__What is being asked__:
Please find every line in the records below that contains the word "foliage", treating uppercase and lowercase as different, and copy each of those lines.

--- Material for the task ---

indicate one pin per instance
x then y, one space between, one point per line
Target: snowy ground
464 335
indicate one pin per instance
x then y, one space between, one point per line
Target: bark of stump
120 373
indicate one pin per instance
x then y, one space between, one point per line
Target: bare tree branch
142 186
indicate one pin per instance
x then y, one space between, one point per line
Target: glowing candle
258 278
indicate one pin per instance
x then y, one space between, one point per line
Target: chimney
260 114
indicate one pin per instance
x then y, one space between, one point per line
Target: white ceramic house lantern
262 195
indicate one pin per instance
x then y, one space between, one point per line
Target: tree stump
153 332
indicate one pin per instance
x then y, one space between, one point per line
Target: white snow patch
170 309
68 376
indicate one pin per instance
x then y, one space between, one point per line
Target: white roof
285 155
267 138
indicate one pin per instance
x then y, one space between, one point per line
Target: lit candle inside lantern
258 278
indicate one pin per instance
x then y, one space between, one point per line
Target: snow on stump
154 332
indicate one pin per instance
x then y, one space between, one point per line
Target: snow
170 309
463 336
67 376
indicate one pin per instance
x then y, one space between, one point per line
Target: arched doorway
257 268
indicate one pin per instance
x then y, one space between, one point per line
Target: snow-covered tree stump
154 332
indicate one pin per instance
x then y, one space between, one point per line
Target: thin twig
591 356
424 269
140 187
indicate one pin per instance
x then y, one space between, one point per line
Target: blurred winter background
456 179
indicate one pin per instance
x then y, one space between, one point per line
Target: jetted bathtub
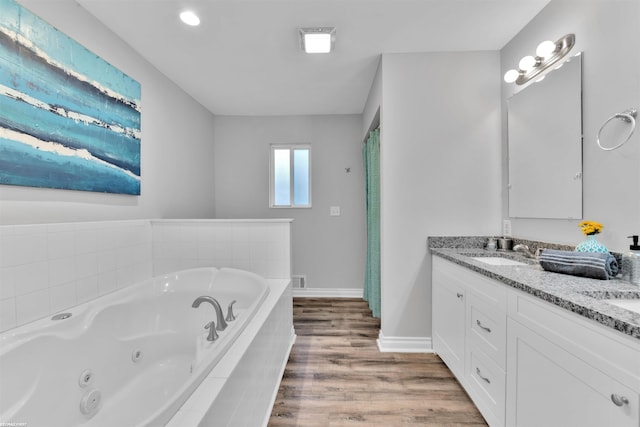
129 358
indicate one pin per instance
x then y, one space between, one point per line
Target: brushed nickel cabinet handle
483 327
489 381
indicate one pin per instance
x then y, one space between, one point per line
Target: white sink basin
494 260
628 304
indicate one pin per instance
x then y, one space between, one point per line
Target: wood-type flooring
336 376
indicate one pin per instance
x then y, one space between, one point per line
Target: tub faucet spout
221 323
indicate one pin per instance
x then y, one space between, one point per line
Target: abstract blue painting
68 119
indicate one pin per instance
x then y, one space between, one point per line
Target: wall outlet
506 227
299 281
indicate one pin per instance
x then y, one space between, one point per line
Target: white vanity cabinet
526 362
568 371
469 334
449 307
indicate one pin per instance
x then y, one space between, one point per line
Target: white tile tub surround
259 246
46 268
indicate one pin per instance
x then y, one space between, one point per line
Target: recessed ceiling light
317 39
190 18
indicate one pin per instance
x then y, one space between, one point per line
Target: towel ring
628 116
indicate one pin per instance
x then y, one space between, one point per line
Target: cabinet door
548 386
448 301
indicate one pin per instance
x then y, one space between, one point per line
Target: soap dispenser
631 263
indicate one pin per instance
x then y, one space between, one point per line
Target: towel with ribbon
585 264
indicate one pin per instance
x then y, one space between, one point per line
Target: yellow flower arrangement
590 227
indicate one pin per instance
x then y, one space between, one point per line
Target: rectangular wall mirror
545 145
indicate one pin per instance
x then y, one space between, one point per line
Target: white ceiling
245 59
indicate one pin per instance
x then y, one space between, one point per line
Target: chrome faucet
213 335
525 250
221 323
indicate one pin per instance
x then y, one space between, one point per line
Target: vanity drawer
487 328
486 386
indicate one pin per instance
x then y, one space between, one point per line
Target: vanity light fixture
317 39
547 54
190 18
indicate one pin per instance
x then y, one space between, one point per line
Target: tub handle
213 335
230 316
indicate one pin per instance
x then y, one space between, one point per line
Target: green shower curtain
371 155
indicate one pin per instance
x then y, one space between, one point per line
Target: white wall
608 32
330 251
440 171
177 149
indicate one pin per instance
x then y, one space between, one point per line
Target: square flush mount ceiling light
317 39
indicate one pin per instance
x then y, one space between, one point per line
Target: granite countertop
577 294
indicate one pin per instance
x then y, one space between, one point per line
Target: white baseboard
327 293
404 344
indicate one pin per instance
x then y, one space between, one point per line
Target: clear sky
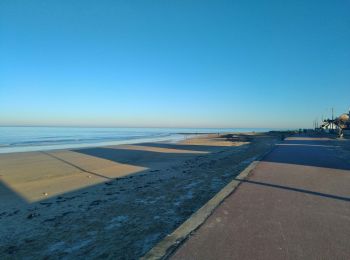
176 63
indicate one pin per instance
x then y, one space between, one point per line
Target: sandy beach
114 201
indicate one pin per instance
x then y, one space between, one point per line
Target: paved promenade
294 205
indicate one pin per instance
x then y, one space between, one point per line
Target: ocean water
23 139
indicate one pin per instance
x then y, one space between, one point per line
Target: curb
170 243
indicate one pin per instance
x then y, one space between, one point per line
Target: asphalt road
294 205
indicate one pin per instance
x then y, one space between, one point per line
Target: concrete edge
170 243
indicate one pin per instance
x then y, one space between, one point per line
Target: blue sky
173 63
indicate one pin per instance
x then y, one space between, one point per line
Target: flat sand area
115 201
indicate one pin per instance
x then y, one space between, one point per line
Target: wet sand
115 201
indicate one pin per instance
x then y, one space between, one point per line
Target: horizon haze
213 64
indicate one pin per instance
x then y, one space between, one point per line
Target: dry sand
115 201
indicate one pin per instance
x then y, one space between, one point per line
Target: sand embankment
116 200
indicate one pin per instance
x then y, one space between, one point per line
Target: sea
24 139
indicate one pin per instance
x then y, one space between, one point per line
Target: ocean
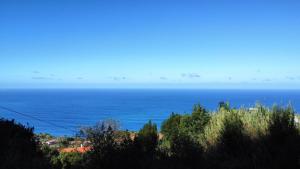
75 108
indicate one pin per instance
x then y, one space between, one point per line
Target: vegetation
257 138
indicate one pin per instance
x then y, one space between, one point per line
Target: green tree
19 147
194 124
170 127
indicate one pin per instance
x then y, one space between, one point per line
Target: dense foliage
18 147
257 138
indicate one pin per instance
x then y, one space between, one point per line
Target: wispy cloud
291 78
190 75
163 78
118 78
41 78
267 80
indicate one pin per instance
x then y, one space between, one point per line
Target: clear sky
150 44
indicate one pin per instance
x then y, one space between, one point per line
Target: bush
19 148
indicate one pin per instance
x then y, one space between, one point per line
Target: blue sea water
131 107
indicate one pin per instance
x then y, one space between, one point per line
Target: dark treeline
226 139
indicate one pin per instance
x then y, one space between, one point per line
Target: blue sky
150 44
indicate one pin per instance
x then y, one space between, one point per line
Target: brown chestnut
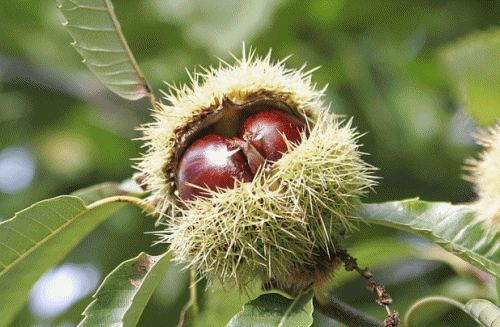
211 162
215 162
265 129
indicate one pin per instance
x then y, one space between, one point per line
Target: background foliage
60 130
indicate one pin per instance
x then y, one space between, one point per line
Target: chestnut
216 162
265 129
210 162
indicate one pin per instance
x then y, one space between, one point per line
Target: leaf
453 227
99 39
223 304
104 190
473 63
37 238
484 312
273 309
124 293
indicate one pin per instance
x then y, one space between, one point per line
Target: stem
124 198
189 313
428 300
344 313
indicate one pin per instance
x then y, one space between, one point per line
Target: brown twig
384 299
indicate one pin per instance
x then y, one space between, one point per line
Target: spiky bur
484 173
284 226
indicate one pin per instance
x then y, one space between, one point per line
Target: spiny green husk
287 220
485 175
273 226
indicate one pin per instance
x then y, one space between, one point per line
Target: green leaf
273 309
99 39
124 293
453 227
473 64
104 190
484 312
37 238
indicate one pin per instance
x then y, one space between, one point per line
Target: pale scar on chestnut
214 161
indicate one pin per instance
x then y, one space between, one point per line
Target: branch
345 314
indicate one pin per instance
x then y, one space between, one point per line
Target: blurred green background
61 130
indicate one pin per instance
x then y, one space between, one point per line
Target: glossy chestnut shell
216 162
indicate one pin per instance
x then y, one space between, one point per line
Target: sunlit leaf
275 310
124 293
452 227
473 64
100 191
484 312
36 239
99 39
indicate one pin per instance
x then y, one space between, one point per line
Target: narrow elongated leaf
36 239
453 227
275 310
484 312
104 190
99 39
124 293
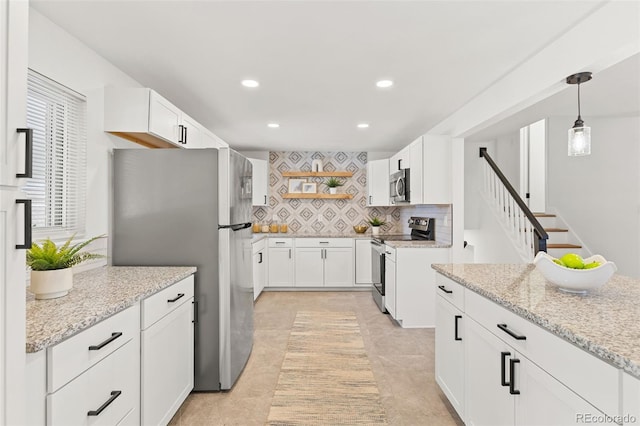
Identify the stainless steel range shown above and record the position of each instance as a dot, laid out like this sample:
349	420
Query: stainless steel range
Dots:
422	229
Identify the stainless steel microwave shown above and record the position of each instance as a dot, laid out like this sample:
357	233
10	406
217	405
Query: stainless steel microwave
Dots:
399	187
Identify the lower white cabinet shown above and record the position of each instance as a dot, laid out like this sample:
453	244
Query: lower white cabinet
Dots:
167	352
259	250
363	261
280	261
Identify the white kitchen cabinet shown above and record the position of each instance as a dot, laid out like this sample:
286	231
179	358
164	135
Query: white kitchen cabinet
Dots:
167	353
280	261
259	267
378	183
260	182
94	376
14	50
503	387
390	280
144	116
416	178
450	357
436	170
324	262
415	285
363	261
400	160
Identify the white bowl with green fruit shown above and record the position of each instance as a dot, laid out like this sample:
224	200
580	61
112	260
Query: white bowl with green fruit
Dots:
572	273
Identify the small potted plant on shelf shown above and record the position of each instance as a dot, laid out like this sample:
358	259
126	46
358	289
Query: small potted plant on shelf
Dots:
51	274
376	223
333	183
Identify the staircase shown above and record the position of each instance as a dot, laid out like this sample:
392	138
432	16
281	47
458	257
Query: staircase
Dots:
561	239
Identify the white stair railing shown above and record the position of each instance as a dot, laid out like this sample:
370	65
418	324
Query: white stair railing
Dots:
524	230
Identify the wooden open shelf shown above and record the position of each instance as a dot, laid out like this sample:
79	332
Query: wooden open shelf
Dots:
317	174
326	196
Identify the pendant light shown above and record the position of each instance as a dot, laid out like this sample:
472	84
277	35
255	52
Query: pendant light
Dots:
579	142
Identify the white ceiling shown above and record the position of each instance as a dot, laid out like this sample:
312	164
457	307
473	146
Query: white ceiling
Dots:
318	61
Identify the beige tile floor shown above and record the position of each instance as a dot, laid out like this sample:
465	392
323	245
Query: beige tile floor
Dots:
402	361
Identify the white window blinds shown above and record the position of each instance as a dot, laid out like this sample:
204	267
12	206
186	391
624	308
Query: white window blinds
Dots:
57	116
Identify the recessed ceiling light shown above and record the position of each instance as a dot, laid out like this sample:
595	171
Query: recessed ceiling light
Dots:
384	83
250	83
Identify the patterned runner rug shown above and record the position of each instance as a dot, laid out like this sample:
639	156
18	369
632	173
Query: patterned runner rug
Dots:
326	377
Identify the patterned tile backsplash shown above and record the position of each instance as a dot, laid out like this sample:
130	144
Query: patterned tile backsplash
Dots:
327	216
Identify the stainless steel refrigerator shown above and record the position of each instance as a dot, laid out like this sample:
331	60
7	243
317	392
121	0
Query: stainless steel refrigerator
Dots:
193	207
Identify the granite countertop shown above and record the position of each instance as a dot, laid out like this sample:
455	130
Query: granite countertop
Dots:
603	322
96	294
417	244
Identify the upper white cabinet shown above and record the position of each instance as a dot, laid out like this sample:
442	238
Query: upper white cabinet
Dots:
143	116
378	183
260	180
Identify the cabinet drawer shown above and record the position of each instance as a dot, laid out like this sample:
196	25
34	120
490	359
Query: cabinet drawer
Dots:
324	242
163	302
280	242
588	376
390	253
450	291
96	388
71	357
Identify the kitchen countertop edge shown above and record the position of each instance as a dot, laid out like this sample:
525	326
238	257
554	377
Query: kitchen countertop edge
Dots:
44	329
582	342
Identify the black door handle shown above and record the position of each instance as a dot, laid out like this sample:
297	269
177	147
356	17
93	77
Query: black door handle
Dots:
455	331
503	367
113	337
28	156
114	395
512	375
175	299
27	224
504	328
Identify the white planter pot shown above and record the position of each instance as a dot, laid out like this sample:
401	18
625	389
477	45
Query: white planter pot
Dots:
51	284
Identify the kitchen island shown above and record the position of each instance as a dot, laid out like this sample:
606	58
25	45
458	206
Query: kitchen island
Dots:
511	348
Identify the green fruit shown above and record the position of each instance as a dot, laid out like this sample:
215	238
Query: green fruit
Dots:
573	260
592	265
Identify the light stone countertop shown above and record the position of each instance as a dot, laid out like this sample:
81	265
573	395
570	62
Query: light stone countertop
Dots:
603	322
96	295
417	244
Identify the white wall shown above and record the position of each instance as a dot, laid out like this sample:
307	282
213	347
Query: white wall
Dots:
56	54
599	195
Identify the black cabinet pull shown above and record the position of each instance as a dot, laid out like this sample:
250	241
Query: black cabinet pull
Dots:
28	155
27	224
114	395
504	328
113	337
179	296
503	366
512	376
455	331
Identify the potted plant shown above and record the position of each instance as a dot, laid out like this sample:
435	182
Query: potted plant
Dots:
333	183
376	223
51	274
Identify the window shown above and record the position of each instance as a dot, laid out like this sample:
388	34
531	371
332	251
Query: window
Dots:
57	116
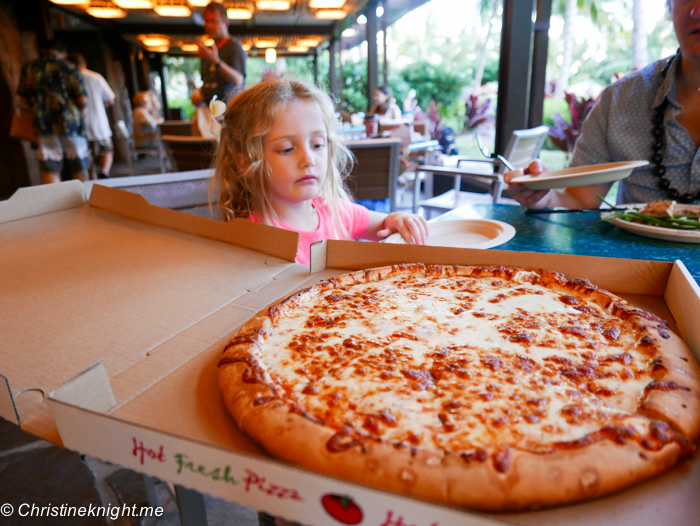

---

__Response to this task__:
Target: dense foliage
Target: background foliage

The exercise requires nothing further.